**Records shown:**
◆ ◆ ◆ ◆
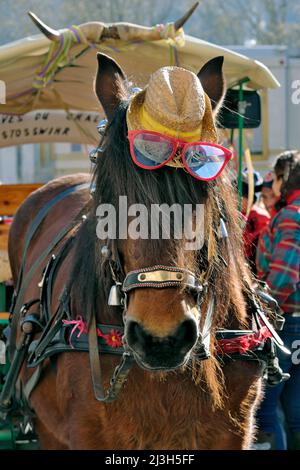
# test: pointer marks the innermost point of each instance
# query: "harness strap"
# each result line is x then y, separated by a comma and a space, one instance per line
95, 361
19, 296
160, 277
41, 215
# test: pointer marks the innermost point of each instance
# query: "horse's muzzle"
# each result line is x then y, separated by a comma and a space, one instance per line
161, 353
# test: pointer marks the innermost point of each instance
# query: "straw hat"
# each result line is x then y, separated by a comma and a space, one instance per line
173, 103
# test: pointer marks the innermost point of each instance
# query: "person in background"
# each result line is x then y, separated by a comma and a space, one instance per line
278, 264
257, 219
267, 194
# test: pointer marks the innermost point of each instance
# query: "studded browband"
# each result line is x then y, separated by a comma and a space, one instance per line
160, 277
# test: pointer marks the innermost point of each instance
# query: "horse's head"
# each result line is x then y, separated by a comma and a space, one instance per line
162, 324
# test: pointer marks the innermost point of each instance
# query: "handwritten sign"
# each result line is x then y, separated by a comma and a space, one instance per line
49, 126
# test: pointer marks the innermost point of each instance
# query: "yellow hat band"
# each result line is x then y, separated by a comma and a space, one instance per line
148, 123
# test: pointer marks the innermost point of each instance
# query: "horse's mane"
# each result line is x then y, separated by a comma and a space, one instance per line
115, 174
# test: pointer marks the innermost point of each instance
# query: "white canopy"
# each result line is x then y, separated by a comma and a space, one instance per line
58, 74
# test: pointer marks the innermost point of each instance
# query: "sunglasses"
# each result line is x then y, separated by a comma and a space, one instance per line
152, 150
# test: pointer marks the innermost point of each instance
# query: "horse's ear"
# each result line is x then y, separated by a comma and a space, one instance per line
212, 80
110, 84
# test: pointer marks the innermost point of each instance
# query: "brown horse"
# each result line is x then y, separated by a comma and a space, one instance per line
170, 400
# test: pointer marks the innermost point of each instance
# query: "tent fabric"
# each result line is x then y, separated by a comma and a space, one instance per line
68, 80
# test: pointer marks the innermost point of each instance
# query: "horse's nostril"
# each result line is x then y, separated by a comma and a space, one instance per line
186, 334
180, 342
135, 334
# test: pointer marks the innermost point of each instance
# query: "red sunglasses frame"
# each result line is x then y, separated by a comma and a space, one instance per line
177, 143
◆ ◆ ◆ ◆
**Written request:** The entries above are to be returned exactly, without their pictures.

**Solution for this exercise:**
# test: pointer marks the innermost point of each instance
# query: "harness strap"
# each result line is x then y, separated by a comma and a space, one instance per line
95, 361
19, 296
160, 277
41, 215
# test: pointer marks the innermost point of each instance
# query: "horse's muzzle"
# each result line is x then y, separated by a comma and a space, one instance per line
161, 353
# test: pointer marks the innermost point of each instance
# query: "straw hat"
# each result line is x then y, separated by a comma and a space, one instance per line
173, 103
# test: pointer marks the innermost point of each instance
# query: "person in background"
# each result line is x then y, separated by a comma and a space, one instance per line
278, 264
257, 219
267, 194
# test: pointer marks the innermost point of each instance
# query: "studded browband"
# each result line is x then y, separated by a comma and a space, one instance per line
160, 277
# test: pointer marks the innermost point of each instance
# query: "horse's head"
# each result line is x then y, separated by a comma and a space, one instance per line
162, 324
# test: pointer marks the innermost point of each instance
# query: "handwritten sign"
# each result line is x then y, separated by a comma and a space, one instance per line
49, 126
# test: pointer marks the innermost point of each instance
# query: "yellow hat band"
# each result line is x then y, separated by a comma and a space, one instance per line
148, 123
# test: pointer marks the innermost point of each instance
# query: "horse's mane"
# each result line is x then y, separated by a comma and a space, one instance per line
115, 174
# test: pointer marks the innermost point of each instance
# query: "white canopy"
# each result line is x then y, separated by a comma and a space, one instance per line
58, 74
# test: pointer marks the innermost point of each instance
# query: "sunglasses"
# each result line is x then y, separated by a comma and a space, one instance per line
152, 150
# test: pointer marks the innermost point of each instance
# query: "horse's ear"
# each result line is x then y, separated by a comma and a space, one instance per line
212, 80
110, 84
# test: pointer marks the innermost point of each instance
# query: "brown horse"
# each result line is x then y, separated by a comma and a space, one instance per line
170, 400
# test: pointer marks the innermost point of each instance
# query: "tent fabric"
# each result line is x then y, separated by a comma and a space, one instance per line
68, 80
# test: pointer marks the innermost point of each instance
# query: "horse's nostril"
# each result line is x then y, separated by a comma and a space, one instance per line
186, 334
180, 342
135, 334
# test: pointer marks the innermost point of each instance
# query: "red sunglasses frame"
# each result line is x then y, separated by a comma and a space, one instance per line
177, 143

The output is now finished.